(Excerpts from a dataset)
# # # # # # #
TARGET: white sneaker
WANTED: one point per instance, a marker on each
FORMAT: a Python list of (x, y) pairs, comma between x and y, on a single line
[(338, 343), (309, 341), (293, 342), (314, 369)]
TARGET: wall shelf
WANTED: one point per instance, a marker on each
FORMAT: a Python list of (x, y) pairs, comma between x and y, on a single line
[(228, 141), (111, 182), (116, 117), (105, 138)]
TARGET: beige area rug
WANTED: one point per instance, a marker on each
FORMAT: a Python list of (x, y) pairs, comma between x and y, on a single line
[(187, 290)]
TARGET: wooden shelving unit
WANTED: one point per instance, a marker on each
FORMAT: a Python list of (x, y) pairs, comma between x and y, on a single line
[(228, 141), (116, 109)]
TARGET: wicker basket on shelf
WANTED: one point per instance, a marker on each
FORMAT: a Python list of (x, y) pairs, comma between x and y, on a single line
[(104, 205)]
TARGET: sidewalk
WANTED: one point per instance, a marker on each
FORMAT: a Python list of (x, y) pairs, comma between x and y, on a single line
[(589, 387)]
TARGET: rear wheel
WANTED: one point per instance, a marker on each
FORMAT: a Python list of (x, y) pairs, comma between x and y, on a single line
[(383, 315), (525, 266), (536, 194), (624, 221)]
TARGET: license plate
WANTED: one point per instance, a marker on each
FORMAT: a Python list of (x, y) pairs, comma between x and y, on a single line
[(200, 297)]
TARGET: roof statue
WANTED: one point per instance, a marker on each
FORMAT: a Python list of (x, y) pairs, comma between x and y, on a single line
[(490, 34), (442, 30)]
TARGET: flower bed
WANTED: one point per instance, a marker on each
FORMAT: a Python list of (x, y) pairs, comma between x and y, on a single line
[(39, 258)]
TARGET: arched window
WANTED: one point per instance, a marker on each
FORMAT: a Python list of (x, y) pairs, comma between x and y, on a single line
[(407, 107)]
# # # # # # #
## TASK REQUIREMENTS
Every line in the data that holds the string "shelf" should be copied.

## THE COMPLETED TASK
TARGET: wall shelf
TARGET: wicker basket on shelf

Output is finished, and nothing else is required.